*ACTION ITEM*: Please return the whole listing exactly.
==================================================
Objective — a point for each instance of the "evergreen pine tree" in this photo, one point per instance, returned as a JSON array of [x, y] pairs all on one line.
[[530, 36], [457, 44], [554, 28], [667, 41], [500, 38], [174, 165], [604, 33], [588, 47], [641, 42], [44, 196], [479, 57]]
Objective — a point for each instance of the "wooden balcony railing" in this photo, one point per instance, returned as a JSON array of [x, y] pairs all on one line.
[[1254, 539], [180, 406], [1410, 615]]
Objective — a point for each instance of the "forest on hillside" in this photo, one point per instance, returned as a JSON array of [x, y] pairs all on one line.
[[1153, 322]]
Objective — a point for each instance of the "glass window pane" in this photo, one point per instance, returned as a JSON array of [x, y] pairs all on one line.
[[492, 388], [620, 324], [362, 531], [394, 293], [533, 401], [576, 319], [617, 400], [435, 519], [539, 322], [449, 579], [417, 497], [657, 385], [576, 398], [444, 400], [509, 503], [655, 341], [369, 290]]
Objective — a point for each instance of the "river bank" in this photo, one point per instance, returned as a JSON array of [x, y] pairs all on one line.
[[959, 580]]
==================================================
*WORKED SOLUTION*:
Objective — a point for each instance of the "evergreen pine tree" in this photo, one point per instance, returned as a JSON array of [x, y] pairs all on one line.
[[530, 36], [457, 44], [554, 28], [667, 41], [500, 38], [174, 165], [604, 33], [588, 47], [641, 42], [44, 196], [479, 57]]
Objective — a point for each instance of the "wooden balcony railing" in this photo, one point per instance, returned as a JSON array of [x, y] pairs all on one line.
[[1254, 539], [180, 406], [1410, 615]]
Objective — a point for each instance of the "forest on hillside" in this photo, one point per instance, returned as a JSON array of [x, y] pairs all on one line.
[[1153, 322]]
Objective — a point for each instance of the "glass window pane" in this photo, one point per instance, returned as a JSON array of [x, y] pairs all on one line.
[[492, 388], [620, 324], [362, 531], [394, 293], [533, 401], [576, 319], [617, 400], [435, 519], [539, 322], [449, 579], [417, 497], [657, 385], [576, 398], [444, 400], [509, 503], [655, 341], [369, 290]]
Objective — a point for each instance of the "river bank" in this photo, one point per instance, returned as a JSON array of [x, y] pairs all on one line.
[[959, 580]]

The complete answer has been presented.